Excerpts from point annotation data
__________________________________________________
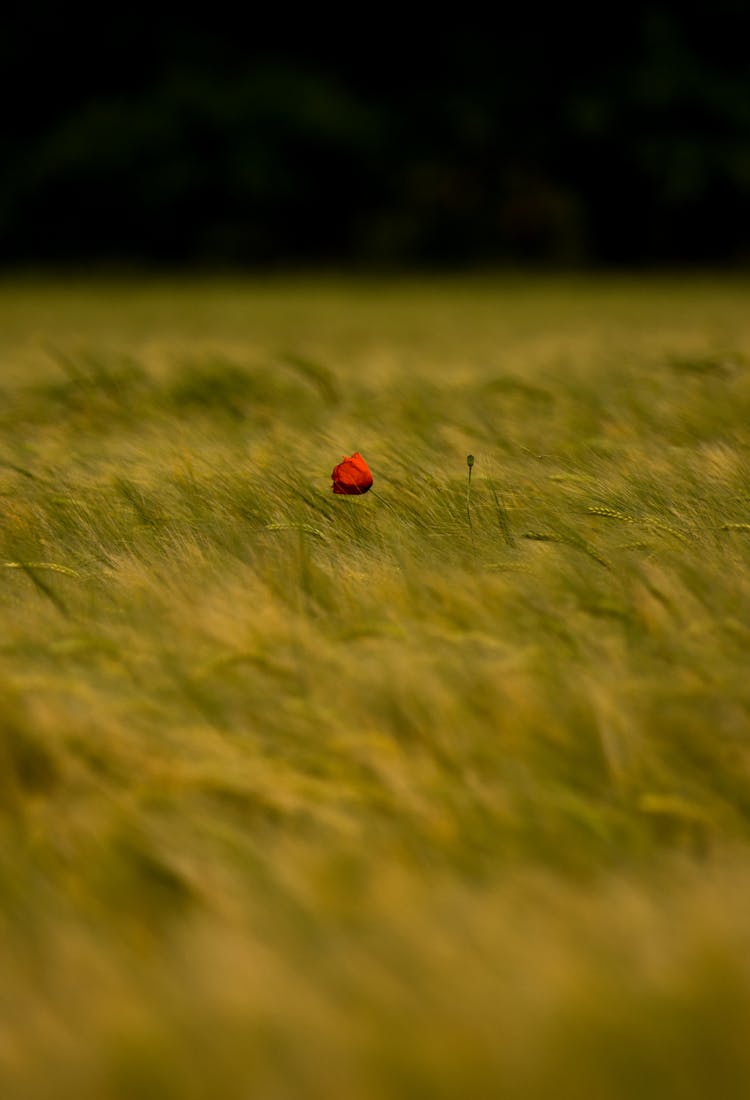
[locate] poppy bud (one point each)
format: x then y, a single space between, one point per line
352 476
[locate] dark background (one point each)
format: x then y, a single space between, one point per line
213 140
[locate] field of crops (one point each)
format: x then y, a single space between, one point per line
440 791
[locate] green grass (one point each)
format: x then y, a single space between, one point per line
308 795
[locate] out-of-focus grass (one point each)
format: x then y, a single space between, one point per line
323 796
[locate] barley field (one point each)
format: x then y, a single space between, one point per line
442 791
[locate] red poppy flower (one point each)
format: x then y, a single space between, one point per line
352 475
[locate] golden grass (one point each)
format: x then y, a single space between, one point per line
411 794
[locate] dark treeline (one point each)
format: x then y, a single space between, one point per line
617 140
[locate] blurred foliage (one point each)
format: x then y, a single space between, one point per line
201 141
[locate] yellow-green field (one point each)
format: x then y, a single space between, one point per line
416 794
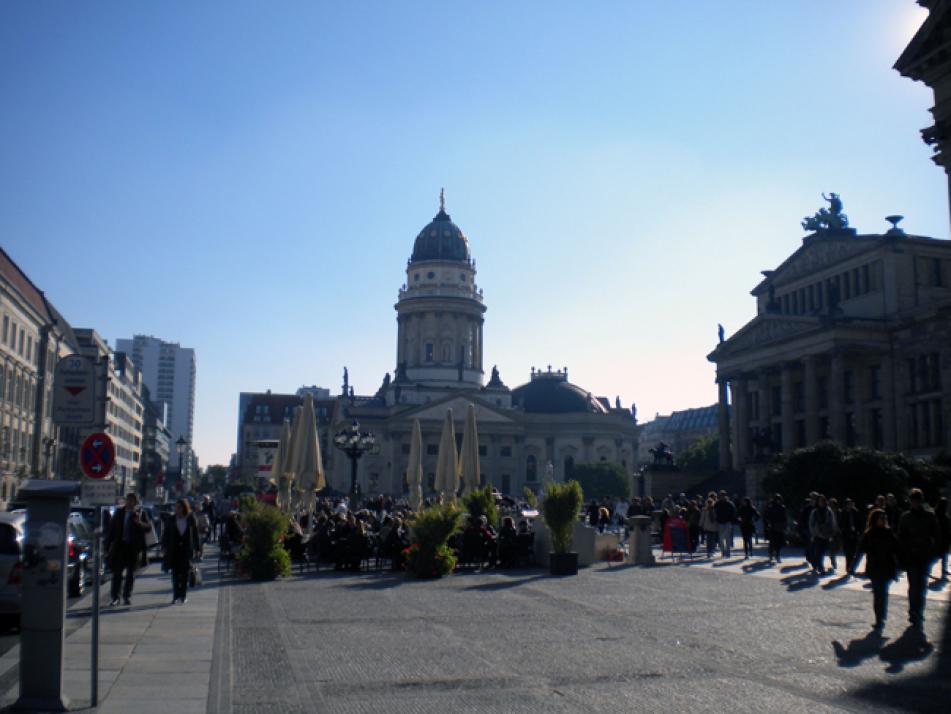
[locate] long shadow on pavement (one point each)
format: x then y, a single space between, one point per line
__________________________________________________
What you need to do =
Retype only the lines from the one with "[locate] red poppy flower (one point each)" through the final line of the entries, please, and keep the pictures out.

The response =
[locate] red poppy flower (one point each)
format: x then y, a single space between, one point per line
352 475
[locate] golden grass (one point each)
format: x then y, a single space between, one point per line
411 794
[locate] dark treeline (one point each)
format: x then y, a single space between, one point per line
617 140
[locate] blurred foliage (one point each)
format: x then y, a single space between, one point per line
201 141
[locate] yellow-green field (one point each)
format: x then y, a single space between, one point per line
416 794
[locate] long shadow on pavement (one point each)
format: x then y, a single space between, one point per line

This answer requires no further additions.